**SET PROBLEM:** Reproduce only the lines from the one containing "Rules: place one point on every instance of the partially" through the end of the data, swapping "cookie" for "biscuit" and leaving everything else unchanged.

[Data listing]
>> BEGIN

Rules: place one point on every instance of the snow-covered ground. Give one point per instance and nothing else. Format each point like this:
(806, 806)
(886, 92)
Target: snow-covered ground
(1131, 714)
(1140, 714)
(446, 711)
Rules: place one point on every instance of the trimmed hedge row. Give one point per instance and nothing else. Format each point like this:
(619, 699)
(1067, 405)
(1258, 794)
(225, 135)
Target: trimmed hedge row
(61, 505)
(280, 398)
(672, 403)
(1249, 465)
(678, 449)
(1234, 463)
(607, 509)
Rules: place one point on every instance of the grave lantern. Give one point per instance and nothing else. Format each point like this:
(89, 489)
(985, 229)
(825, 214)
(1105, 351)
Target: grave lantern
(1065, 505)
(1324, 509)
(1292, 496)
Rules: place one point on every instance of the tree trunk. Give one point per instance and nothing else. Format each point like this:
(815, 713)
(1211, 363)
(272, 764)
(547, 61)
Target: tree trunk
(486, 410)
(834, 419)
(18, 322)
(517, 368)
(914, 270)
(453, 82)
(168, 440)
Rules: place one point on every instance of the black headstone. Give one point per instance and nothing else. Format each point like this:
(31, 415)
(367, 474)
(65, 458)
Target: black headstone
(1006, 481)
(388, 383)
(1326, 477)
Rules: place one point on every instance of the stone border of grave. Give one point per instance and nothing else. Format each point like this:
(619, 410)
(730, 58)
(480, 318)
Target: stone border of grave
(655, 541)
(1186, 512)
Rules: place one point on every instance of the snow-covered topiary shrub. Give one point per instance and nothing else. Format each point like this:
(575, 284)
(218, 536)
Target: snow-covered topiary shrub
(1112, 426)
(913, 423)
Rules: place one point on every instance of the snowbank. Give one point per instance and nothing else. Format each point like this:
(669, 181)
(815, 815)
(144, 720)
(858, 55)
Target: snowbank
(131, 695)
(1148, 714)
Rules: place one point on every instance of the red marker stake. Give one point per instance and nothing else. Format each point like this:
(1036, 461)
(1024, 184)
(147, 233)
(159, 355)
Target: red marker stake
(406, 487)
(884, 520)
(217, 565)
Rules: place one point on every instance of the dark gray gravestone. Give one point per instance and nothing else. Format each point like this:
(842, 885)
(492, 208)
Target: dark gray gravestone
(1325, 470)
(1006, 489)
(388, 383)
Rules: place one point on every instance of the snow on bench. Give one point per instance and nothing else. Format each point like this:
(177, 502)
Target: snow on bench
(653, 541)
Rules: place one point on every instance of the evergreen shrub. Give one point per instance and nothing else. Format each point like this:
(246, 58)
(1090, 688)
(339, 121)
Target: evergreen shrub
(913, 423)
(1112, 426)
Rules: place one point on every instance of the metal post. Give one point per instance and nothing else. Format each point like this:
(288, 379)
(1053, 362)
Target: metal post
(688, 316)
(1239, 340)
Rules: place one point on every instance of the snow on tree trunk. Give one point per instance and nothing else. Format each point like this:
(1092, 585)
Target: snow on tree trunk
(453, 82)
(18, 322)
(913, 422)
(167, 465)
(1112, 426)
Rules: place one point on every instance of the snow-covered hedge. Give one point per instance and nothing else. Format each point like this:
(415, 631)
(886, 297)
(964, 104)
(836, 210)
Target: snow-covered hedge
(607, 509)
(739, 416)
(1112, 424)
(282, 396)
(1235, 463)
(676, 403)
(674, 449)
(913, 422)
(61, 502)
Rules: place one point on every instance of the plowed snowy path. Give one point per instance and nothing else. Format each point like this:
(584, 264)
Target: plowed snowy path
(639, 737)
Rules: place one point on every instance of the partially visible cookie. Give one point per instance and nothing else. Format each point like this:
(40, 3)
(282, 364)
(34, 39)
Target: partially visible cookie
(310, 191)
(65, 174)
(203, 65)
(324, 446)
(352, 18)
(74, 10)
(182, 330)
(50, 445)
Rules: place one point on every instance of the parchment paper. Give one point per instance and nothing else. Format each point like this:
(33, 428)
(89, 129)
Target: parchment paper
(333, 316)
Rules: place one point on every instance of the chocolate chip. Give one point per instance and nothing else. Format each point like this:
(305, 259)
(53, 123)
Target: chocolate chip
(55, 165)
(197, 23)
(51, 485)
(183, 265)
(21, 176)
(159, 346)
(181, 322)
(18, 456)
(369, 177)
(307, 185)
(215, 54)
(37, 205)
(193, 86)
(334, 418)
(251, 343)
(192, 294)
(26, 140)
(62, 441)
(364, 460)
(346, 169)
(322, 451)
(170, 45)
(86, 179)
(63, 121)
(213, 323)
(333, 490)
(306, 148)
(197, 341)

>> END

**SOLUTION TO THIS TASK:**
Rules: place one point on every instance of the partially visible biscuit. Give one point per instance and nothing else. Format each point like this:
(40, 3)
(282, 364)
(34, 39)
Target: partially visible biscuit
(310, 191)
(65, 174)
(203, 65)
(324, 446)
(352, 18)
(74, 10)
(182, 330)
(50, 445)
Rules: place one point on every instance of the parchment paper. Give one point per instance and nothing else. Format each point like this:
(33, 428)
(89, 129)
Target: parchment paper
(333, 316)
Rules: place one point on every instance of the chocolate chip. Give one point per instance and nothing else. Format each point like this:
(305, 259)
(53, 123)
Target: chocolate chip
(55, 165)
(197, 23)
(51, 485)
(183, 265)
(21, 176)
(159, 346)
(181, 322)
(18, 456)
(369, 177)
(307, 185)
(215, 54)
(37, 205)
(193, 86)
(334, 418)
(251, 343)
(192, 294)
(26, 140)
(62, 441)
(364, 460)
(346, 169)
(322, 451)
(170, 45)
(86, 179)
(63, 121)
(213, 323)
(333, 490)
(306, 148)
(197, 341)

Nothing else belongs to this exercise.